Dataset entries
=====
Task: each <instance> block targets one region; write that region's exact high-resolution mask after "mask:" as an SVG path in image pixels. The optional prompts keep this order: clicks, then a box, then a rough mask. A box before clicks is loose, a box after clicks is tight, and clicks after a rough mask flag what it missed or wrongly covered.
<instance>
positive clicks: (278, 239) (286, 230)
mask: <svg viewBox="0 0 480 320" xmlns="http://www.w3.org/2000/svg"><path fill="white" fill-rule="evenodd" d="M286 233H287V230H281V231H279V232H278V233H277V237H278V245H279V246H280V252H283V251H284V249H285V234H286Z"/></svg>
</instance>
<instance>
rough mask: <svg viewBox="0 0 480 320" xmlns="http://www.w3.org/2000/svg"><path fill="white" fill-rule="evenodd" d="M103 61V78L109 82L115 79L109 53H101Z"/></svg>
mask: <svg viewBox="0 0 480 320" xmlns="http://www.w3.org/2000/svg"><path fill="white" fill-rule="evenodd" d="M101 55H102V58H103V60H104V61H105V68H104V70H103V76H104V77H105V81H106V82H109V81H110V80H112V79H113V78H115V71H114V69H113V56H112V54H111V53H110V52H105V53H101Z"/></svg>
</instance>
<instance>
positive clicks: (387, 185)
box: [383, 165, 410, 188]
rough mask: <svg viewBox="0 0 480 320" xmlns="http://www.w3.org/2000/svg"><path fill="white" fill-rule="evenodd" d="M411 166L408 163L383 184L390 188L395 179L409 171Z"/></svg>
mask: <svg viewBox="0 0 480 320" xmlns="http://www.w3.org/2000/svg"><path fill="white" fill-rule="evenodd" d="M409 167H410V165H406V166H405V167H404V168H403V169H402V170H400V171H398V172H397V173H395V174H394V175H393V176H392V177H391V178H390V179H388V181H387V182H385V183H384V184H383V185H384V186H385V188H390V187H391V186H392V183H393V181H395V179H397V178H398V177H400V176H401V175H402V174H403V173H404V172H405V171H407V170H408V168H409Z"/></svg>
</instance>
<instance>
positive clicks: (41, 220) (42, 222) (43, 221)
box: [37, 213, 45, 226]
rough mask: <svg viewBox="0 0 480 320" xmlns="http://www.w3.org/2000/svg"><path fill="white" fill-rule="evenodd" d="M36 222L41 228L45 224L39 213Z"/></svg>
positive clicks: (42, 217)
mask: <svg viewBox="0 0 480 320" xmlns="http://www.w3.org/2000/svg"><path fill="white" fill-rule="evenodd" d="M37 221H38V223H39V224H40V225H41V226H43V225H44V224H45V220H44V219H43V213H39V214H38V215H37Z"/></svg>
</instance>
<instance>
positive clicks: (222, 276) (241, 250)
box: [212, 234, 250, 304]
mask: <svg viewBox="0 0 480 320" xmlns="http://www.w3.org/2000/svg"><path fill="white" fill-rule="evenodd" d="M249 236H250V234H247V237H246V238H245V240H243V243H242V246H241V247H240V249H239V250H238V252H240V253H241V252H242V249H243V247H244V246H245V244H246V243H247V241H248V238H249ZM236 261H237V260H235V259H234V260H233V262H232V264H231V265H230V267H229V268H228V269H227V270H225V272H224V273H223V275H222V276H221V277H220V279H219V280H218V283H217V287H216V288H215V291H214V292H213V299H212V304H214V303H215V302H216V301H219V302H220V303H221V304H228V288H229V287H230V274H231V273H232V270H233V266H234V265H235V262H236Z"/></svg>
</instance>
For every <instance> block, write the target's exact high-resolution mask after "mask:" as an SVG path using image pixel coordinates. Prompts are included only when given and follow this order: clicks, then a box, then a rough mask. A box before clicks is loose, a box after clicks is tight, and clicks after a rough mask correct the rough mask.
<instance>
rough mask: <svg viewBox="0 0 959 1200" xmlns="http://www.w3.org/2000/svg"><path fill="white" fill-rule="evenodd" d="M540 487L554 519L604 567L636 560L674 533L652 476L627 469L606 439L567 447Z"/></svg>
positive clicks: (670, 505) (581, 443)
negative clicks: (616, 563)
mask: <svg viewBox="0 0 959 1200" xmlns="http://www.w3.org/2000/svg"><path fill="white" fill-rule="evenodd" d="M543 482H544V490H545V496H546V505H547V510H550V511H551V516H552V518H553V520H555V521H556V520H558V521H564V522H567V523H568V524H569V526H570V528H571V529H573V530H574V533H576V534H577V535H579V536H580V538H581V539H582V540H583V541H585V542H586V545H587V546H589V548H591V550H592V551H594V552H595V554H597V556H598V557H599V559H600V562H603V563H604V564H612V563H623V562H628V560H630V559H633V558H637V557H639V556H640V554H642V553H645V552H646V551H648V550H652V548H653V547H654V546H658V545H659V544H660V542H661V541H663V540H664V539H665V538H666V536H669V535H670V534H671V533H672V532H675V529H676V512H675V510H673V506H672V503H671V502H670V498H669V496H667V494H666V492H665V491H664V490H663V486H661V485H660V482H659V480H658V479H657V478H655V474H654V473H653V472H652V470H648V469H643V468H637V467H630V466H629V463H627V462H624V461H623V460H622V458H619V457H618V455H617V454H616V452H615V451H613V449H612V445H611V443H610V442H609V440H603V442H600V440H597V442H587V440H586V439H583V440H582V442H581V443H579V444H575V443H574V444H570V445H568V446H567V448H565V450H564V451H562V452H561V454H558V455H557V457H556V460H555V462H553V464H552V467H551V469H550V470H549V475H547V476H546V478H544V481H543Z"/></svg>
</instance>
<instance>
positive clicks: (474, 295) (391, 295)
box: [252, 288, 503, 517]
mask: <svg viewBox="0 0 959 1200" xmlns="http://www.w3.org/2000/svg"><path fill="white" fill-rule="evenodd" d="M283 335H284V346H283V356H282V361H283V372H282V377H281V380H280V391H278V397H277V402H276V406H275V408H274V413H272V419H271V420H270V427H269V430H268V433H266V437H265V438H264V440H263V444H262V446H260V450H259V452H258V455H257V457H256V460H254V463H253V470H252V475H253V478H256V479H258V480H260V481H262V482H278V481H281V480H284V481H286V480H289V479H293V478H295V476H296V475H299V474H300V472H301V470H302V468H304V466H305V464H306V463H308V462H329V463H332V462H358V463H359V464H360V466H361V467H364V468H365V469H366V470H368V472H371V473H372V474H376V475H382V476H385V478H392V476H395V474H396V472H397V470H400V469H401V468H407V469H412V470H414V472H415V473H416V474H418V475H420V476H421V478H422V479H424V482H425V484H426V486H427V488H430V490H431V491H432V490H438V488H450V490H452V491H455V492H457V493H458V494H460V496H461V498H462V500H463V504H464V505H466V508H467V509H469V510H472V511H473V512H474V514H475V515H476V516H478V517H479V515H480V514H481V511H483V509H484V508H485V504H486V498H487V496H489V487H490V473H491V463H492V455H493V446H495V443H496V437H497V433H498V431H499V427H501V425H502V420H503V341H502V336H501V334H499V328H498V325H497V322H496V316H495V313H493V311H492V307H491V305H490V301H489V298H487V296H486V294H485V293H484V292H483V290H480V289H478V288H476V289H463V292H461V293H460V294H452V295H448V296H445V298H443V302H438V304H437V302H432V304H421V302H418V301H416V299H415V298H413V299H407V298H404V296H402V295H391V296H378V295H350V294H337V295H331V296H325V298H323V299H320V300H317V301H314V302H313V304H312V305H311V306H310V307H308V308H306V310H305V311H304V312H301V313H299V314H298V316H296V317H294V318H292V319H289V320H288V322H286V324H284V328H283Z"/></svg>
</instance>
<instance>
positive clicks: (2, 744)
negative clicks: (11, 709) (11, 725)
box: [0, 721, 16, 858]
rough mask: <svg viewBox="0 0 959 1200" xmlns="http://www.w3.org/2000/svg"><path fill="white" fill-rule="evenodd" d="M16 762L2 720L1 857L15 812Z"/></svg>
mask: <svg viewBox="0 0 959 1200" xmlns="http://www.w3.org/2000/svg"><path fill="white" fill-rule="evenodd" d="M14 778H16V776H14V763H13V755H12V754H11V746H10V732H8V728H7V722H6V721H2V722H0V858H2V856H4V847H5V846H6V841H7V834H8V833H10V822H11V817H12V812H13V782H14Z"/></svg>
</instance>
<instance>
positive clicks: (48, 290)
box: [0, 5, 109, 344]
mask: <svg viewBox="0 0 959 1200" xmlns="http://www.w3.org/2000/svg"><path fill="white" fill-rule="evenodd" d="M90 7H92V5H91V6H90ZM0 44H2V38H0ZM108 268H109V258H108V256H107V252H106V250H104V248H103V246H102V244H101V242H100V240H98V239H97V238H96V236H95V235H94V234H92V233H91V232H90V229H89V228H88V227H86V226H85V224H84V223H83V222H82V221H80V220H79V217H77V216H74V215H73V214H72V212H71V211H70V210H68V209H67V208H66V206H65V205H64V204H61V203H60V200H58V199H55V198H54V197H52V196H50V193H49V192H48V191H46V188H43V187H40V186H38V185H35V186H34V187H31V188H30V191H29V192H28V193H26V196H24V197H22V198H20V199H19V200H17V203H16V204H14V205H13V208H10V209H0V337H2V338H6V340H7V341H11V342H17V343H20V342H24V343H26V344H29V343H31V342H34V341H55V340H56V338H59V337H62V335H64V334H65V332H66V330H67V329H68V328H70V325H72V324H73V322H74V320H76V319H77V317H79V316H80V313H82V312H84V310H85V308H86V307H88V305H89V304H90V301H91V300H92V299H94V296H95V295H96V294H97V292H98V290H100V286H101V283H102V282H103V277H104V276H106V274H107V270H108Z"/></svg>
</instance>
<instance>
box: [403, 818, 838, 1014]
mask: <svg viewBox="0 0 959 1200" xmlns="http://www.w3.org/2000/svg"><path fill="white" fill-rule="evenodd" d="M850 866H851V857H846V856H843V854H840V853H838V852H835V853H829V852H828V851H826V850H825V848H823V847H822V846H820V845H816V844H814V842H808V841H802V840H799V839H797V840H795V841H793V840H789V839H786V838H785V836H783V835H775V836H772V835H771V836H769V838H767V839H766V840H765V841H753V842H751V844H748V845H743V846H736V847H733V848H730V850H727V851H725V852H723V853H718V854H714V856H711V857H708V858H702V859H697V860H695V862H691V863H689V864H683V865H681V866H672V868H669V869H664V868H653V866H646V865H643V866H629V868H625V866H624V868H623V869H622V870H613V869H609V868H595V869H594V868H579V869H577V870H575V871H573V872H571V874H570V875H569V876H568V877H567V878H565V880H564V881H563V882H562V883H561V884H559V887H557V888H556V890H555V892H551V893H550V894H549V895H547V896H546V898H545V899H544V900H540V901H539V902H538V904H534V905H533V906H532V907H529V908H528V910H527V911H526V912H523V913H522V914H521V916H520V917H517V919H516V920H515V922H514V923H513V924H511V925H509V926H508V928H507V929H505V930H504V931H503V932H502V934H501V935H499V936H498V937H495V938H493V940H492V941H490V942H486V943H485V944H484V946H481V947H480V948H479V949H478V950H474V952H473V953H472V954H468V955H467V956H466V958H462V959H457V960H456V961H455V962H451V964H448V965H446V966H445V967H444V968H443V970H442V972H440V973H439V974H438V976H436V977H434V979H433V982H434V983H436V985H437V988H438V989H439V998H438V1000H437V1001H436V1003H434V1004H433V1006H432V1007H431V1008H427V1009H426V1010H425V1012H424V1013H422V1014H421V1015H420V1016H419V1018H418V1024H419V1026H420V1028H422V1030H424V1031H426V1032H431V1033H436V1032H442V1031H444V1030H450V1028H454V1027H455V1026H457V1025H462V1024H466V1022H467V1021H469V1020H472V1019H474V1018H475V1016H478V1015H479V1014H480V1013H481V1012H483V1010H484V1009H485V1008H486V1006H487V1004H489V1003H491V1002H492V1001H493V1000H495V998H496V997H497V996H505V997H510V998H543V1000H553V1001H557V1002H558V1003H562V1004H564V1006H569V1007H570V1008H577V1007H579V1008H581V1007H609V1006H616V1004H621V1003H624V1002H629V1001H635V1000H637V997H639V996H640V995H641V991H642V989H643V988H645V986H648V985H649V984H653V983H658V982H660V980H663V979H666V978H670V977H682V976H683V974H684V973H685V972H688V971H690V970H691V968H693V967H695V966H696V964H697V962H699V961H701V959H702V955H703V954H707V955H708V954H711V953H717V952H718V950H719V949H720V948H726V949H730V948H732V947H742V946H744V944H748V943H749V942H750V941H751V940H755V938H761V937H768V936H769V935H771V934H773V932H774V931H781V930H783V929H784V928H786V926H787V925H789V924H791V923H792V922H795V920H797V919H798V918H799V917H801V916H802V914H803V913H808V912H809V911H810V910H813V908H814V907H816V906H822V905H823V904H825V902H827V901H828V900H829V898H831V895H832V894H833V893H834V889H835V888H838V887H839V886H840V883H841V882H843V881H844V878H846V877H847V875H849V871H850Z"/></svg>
=====
(Written task):
Locate each line in the records above that contains the string "positive", treating uppercase and lowercase as different, and copy those lines.

(Response to this task):
positive clicks: (278, 239) (286, 230)
positive clicks: (387, 185)
positive clicks: (41, 220) (42, 222) (43, 221)
positive clicks: (42, 217)
positive clicks: (222, 276) (241, 250)
positive clicks: (670, 505) (581, 443)
positive clicks: (474, 295) (391, 295)
positive clicks: (2, 744)
positive clicks: (48, 290)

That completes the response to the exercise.